**What you will do**
What is needed here is an exact repetition of the records below, beginning at the line that has "[(226, 384), (470, 159), (393, 19)]" and stopping after the line that has "[(66, 209)]".

**Data for analysis**
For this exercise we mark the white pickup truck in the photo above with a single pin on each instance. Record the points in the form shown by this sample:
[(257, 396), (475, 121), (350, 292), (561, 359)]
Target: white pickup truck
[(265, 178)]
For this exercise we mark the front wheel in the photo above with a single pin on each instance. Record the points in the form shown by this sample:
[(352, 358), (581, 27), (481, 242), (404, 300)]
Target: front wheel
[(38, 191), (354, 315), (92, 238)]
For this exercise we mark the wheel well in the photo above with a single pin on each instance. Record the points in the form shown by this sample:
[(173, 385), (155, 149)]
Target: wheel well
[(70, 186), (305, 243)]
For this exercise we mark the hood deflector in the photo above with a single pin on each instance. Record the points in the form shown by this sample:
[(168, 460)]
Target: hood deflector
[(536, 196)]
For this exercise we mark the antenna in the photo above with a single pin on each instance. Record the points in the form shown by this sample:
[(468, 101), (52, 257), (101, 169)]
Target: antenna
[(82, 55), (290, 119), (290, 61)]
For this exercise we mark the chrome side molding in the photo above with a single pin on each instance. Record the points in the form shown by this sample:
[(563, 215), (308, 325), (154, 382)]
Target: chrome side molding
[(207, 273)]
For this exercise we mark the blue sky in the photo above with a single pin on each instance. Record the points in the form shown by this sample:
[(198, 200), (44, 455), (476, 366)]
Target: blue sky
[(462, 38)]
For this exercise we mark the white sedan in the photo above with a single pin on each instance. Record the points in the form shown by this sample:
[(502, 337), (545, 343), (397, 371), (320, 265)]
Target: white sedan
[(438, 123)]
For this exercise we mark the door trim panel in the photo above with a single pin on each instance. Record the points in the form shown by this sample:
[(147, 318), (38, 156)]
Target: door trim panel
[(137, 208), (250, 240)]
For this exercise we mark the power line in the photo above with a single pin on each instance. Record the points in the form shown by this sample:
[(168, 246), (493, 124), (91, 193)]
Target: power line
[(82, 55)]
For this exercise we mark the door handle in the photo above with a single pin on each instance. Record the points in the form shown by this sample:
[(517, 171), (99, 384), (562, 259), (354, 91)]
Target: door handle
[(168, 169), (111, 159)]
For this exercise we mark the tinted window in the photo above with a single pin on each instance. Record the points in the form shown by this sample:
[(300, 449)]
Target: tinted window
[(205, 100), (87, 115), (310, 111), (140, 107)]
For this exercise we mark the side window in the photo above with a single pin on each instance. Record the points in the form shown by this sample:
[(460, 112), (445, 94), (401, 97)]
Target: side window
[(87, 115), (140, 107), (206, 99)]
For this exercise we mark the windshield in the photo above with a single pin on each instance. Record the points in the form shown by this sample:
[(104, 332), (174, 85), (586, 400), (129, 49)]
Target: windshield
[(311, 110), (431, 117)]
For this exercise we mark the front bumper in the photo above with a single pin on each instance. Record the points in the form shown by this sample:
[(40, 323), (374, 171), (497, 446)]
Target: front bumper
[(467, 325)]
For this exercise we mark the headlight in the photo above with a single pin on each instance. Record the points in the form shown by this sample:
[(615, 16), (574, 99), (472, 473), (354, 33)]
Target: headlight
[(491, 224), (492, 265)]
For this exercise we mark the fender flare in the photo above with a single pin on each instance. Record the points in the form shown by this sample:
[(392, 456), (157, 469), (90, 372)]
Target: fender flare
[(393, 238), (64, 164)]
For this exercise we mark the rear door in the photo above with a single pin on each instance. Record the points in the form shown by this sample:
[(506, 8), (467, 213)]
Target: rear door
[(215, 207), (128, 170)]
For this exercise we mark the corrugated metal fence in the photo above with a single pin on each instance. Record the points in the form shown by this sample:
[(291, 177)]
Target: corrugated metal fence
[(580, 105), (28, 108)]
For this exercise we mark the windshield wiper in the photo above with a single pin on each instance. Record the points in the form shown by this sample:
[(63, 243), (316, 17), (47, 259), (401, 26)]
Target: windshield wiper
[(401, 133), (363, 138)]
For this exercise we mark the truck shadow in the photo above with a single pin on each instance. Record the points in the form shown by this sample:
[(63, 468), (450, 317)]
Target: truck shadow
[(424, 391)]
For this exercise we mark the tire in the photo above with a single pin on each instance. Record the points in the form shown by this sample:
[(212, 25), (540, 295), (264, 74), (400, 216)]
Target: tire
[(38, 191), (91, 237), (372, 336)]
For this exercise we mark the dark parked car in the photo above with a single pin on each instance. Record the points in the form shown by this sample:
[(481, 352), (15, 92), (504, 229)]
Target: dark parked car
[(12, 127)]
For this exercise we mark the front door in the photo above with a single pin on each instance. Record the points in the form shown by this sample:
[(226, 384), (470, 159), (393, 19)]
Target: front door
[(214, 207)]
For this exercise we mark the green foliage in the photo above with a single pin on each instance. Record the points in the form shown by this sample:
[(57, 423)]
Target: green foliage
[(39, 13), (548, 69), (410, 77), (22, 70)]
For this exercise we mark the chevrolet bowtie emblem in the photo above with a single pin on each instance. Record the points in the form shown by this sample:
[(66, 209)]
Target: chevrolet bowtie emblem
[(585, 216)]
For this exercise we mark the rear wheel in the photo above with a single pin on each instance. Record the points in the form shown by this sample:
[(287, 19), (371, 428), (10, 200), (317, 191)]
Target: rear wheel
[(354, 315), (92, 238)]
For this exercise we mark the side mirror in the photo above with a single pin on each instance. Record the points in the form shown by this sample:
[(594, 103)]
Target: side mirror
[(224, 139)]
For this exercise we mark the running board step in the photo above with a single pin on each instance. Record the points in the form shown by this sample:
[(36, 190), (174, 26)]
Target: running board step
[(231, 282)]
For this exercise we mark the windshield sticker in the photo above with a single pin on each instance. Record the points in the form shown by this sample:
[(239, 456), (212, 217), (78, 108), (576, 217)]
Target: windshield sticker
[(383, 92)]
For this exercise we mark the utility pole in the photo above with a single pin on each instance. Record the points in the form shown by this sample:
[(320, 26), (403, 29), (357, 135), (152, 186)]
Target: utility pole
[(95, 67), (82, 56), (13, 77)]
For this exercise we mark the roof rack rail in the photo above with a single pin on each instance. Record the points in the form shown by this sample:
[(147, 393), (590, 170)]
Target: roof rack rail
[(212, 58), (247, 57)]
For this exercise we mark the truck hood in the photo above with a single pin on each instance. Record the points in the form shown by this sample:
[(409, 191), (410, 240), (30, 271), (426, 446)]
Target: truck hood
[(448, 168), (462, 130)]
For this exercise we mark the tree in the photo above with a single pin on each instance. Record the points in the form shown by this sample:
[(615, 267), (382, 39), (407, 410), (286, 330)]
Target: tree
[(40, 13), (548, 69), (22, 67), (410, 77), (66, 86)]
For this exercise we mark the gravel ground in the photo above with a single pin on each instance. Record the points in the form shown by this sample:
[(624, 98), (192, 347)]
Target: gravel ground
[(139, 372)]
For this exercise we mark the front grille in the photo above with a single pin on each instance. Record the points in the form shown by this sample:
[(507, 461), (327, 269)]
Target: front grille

**Exercise result**
[(226, 384), (470, 159), (393, 19)]
Target: front door
[(214, 207)]
For this exercise we mark the green foliage in the photo above with a single pin on each instance. Record the points in the form shown by this sample:
[(57, 423)]
Target: green foliage
[(39, 13), (548, 69), (410, 77), (22, 70)]
For this exercise we mark the chevrolet bowtie emblem in the photo above with a single pin on each instance. Record the points in the form shown by this sample:
[(66, 209)]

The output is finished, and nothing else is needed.